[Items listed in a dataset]
□ □ □ □ □

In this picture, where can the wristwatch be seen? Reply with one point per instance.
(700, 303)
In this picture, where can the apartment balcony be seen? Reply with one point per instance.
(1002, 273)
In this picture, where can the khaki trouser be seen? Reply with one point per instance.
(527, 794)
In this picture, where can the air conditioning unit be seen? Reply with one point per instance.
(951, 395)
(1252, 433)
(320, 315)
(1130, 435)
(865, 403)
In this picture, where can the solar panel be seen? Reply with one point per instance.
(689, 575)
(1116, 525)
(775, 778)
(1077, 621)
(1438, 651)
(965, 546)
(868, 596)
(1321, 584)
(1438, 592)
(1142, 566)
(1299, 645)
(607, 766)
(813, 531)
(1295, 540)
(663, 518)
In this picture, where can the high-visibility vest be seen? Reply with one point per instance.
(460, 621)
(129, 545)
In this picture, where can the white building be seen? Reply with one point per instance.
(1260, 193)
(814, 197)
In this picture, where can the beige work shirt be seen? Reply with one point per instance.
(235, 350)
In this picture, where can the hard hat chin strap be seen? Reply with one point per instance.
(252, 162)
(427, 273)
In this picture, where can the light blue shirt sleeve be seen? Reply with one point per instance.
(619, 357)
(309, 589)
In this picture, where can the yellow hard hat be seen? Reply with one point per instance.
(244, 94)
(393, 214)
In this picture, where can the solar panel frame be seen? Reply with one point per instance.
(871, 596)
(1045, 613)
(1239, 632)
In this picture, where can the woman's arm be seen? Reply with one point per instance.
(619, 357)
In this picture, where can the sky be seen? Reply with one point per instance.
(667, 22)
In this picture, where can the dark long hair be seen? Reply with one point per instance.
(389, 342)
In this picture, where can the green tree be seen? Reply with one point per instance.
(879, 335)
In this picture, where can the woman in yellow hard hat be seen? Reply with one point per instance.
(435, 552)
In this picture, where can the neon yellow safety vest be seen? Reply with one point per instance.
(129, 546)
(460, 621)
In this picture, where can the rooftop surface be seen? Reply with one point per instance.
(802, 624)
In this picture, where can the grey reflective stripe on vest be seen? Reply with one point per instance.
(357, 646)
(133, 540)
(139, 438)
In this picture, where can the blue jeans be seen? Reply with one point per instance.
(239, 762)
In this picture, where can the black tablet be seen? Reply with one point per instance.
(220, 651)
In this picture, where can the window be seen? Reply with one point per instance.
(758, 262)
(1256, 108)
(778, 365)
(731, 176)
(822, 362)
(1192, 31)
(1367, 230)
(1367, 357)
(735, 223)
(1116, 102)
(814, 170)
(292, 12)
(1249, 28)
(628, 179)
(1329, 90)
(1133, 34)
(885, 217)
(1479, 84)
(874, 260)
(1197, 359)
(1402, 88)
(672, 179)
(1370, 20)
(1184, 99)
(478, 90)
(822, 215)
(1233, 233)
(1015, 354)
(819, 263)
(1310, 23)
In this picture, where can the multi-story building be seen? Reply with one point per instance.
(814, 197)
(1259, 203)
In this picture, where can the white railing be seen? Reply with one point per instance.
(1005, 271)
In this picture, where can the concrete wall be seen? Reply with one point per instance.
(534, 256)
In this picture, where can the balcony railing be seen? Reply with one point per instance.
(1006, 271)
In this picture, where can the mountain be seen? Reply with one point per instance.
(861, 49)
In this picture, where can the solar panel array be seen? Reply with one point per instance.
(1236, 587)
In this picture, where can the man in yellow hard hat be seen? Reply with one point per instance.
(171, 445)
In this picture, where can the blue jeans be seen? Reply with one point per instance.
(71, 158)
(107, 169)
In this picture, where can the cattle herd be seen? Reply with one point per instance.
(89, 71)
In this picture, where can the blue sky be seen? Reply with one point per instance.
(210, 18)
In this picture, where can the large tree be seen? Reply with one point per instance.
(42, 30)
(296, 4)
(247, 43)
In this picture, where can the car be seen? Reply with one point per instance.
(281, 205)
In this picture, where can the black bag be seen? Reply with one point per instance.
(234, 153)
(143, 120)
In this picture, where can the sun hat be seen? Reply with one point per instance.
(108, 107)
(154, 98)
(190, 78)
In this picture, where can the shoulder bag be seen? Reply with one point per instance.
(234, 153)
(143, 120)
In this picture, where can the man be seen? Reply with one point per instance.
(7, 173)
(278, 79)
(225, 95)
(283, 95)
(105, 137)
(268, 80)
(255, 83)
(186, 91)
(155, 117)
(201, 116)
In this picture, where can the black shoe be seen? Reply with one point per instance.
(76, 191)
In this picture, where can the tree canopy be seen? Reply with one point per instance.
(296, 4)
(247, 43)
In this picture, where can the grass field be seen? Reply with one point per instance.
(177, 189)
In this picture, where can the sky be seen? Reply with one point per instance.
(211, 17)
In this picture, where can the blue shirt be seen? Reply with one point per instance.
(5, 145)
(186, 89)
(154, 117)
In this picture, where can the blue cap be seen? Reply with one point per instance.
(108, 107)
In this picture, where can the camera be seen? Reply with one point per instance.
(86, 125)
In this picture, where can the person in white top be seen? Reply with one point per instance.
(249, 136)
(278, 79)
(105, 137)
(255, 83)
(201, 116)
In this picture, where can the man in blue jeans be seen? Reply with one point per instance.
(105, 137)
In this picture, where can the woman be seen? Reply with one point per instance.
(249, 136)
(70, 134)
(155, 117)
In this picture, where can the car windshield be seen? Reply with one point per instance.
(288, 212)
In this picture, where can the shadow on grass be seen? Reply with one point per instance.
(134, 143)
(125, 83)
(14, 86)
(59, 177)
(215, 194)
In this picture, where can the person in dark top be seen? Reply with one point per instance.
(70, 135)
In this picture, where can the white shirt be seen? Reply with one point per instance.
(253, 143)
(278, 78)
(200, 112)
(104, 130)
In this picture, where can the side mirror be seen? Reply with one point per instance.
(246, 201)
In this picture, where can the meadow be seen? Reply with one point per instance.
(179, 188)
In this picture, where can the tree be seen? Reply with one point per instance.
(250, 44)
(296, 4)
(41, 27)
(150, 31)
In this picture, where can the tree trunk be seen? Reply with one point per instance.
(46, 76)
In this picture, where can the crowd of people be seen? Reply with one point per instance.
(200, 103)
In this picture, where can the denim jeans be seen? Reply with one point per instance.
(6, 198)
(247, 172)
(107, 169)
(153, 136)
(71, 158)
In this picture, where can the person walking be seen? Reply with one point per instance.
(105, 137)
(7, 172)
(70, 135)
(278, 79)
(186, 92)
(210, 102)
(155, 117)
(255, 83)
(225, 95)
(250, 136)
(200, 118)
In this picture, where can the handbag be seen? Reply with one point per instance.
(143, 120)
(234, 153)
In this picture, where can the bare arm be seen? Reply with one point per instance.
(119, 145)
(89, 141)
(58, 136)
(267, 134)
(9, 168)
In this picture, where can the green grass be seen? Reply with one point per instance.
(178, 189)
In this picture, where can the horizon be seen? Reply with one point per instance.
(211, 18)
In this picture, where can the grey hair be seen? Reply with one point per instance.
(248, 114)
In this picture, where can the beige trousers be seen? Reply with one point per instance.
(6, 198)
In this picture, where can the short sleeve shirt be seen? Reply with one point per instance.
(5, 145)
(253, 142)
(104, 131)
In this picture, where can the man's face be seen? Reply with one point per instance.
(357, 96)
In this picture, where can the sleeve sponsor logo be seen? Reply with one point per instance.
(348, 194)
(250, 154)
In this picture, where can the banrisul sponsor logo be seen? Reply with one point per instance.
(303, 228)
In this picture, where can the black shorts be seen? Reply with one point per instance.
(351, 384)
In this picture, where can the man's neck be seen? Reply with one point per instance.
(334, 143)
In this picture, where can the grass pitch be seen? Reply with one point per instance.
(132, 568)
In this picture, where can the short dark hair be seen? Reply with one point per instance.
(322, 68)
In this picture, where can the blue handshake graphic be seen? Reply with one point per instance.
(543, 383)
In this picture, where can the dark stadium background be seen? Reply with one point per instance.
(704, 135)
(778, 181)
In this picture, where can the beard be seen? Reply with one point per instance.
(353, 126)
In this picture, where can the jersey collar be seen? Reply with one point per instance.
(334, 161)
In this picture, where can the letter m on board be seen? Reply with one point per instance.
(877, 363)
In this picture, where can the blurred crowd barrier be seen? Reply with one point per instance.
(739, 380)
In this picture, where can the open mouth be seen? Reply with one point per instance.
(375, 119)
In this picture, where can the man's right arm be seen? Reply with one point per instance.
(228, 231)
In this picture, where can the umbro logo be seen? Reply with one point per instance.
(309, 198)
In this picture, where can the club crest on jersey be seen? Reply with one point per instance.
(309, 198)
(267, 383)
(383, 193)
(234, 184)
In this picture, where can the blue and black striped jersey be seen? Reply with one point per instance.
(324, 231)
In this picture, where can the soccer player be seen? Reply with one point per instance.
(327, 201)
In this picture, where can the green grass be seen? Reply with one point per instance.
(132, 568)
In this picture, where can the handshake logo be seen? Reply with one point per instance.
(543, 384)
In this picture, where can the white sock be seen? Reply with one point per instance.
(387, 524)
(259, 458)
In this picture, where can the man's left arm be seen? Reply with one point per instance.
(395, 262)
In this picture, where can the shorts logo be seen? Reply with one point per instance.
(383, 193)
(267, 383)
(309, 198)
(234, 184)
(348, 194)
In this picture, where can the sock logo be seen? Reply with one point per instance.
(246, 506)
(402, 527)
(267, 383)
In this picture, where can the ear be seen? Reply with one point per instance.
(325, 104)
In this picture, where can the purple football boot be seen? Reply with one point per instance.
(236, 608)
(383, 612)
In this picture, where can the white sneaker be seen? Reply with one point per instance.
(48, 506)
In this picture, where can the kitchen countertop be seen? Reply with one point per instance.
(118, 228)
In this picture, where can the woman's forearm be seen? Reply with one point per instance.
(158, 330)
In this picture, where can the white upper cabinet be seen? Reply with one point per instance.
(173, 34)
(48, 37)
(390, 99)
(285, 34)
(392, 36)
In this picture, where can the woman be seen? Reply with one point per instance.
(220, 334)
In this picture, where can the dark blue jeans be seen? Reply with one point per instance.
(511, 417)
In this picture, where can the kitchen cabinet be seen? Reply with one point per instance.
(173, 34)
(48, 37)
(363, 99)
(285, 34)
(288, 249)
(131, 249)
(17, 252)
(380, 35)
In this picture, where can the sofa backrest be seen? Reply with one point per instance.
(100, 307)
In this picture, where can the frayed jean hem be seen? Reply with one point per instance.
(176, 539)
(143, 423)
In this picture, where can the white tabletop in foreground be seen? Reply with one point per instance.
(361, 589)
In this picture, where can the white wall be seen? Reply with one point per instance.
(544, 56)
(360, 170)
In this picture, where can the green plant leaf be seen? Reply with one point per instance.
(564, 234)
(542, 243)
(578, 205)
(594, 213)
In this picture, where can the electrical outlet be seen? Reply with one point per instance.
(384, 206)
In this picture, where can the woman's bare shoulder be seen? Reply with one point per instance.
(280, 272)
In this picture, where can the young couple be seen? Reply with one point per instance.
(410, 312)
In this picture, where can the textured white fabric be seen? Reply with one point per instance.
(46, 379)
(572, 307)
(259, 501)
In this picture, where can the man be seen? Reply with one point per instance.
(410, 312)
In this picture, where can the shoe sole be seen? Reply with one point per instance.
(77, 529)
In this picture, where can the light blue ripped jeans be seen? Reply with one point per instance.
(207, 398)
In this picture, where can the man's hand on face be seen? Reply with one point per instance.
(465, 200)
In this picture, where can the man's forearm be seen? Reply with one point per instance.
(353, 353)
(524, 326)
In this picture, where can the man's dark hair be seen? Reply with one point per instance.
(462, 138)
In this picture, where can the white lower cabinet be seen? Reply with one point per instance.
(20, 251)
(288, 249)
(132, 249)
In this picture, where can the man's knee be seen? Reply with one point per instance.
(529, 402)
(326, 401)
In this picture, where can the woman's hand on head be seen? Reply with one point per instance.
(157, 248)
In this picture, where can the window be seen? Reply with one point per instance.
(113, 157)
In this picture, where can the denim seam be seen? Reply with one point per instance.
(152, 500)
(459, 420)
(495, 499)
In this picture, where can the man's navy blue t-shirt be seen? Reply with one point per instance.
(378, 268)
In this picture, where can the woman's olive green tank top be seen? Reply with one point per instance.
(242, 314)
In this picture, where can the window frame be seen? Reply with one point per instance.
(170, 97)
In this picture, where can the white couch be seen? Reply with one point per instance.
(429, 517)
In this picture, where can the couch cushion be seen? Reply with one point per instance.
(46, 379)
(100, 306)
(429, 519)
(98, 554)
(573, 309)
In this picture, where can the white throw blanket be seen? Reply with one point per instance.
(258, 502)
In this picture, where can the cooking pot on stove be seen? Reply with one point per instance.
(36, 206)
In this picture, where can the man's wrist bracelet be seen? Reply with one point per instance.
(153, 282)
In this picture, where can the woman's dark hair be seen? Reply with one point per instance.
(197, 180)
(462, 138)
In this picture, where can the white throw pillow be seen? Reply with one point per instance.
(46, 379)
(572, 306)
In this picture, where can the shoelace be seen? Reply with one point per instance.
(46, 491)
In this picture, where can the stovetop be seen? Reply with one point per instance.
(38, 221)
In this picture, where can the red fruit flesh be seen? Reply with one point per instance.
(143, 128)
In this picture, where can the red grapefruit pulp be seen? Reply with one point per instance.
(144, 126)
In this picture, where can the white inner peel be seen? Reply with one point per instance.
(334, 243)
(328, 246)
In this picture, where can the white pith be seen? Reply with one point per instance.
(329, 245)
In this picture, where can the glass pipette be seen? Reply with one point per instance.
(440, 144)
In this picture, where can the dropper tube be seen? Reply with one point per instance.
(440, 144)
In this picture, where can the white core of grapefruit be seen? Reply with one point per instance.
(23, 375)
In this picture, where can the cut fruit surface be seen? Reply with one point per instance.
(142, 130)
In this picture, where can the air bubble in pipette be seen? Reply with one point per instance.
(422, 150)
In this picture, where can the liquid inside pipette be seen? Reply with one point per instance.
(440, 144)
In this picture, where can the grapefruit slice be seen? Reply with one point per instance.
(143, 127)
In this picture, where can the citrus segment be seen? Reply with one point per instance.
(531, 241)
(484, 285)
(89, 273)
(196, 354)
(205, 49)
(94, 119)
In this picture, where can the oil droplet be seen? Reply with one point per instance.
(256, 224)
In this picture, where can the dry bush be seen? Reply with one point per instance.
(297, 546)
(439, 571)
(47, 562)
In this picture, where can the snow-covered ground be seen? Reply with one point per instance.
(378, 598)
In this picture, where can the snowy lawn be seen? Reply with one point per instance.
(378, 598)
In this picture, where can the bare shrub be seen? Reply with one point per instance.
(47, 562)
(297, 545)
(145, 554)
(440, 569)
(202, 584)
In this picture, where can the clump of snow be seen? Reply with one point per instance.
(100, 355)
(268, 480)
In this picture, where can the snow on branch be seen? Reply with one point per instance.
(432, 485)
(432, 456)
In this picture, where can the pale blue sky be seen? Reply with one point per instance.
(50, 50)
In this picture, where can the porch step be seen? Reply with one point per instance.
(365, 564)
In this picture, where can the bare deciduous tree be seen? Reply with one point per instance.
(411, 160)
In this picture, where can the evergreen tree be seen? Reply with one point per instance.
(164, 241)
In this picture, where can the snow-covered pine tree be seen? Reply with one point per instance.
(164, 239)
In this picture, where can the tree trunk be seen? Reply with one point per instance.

□ □ □ □ □

▸ SET TASK
Take the stretch of items that starts with the line containing "In this picture, where can the neon" and ends with the line containing "(1005, 271)", and write those lines out again with "blue jeans" updated to "denim jeans". Leave everything else in them unchanged.

▸ OUTPUT OF THE EXERCISE
In this picture, where can the neon yellow safety vest be seen? Reply with one point per instance.
(129, 546)
(460, 621)
In this picture, where can the rooftop surface be seen? Reply with one point per instance.
(802, 624)
In this picture, where can the grey reflective stripe on vest be seen? Reply with one point per instance.
(357, 646)
(133, 540)
(139, 438)
In this picture, where can the denim jeans be seen? Reply with one point per instance.
(239, 762)
In this picture, where can the black tablet be seen? Reply with one point per instance.
(220, 651)
In this picture, where can the window be seen? Reply with one point per instance.
(758, 262)
(1256, 108)
(778, 365)
(731, 176)
(822, 362)
(1192, 31)
(1367, 230)
(1367, 357)
(735, 223)
(1116, 102)
(814, 170)
(292, 12)
(1249, 28)
(628, 179)
(1329, 90)
(1133, 34)
(885, 217)
(1479, 84)
(874, 260)
(1197, 359)
(1402, 88)
(672, 179)
(1370, 20)
(1184, 99)
(478, 90)
(822, 215)
(1233, 233)
(1015, 354)
(819, 263)
(1310, 23)
In this picture, where can the multi-story building be seen? Reply with one point per instance.
(814, 197)
(1259, 203)
In this picture, where can the white railing be seen? Reply with one point per instance.
(1005, 271)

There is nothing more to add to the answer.